**Excerpt**.
BEGIN

So there's still a chance that third world theists will fuck us all into a disaster, and now that we have pronatalist religious fanatics in the devloped world openly encouraging higher birth rates among third world theists, we may yet see some kind of disaster unfold from all of this. :(

Sure, we could fuck it all up; But we are not currently fucking it all up, at least, not as far as population numbers are concerned. I could drive my car off a cliff; but that shouldn't be a concern for me unless and until I am driving towards a cliff.

The Global Warming thing is (like EVERYTHING) loosely coupled to absolute population; but (again, like EVERYTHING) population is not the main driver, so it's not the place to go looking for solutions (particularly when most solutions are highly immoral - ranging from removing people's reproductive liberty in the best case, up to genocide at the worst.

If you want to tackle climate change, then the solution is already well known and well understood - nuclear power. It's also the safest power generation technology ever, even before we consider carbon dioxide emissions.

So we need to prevent the anti-contraception and anti-nuclear nutters (both of whom are taking a stance totally divorced from reason and fact) from controlling our future - but that's always going to be true. Letting poorly informed, poorly educated people with poor reasoning skills run things is a recipe for disaster at ANY level of population. As history has shown repeatedly.

END

**What is needed**. Please render this sentence from the excerpt on population and climate change into Spanish: "If you want to tackle climate change, then the solution is already well known and well understood - nuclear power."

**Records shown**.

BEGIN

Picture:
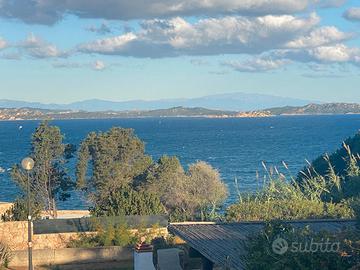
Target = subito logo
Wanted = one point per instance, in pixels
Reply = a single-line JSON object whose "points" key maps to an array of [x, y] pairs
{"points": [[280, 246]]}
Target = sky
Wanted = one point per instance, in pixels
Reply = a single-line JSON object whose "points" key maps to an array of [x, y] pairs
{"points": [[70, 50]]}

END

**Answer space**. Si quieres abordar el cambio climático, entonces la solución ya es bien conocida y bien entendida: la energía nuclear.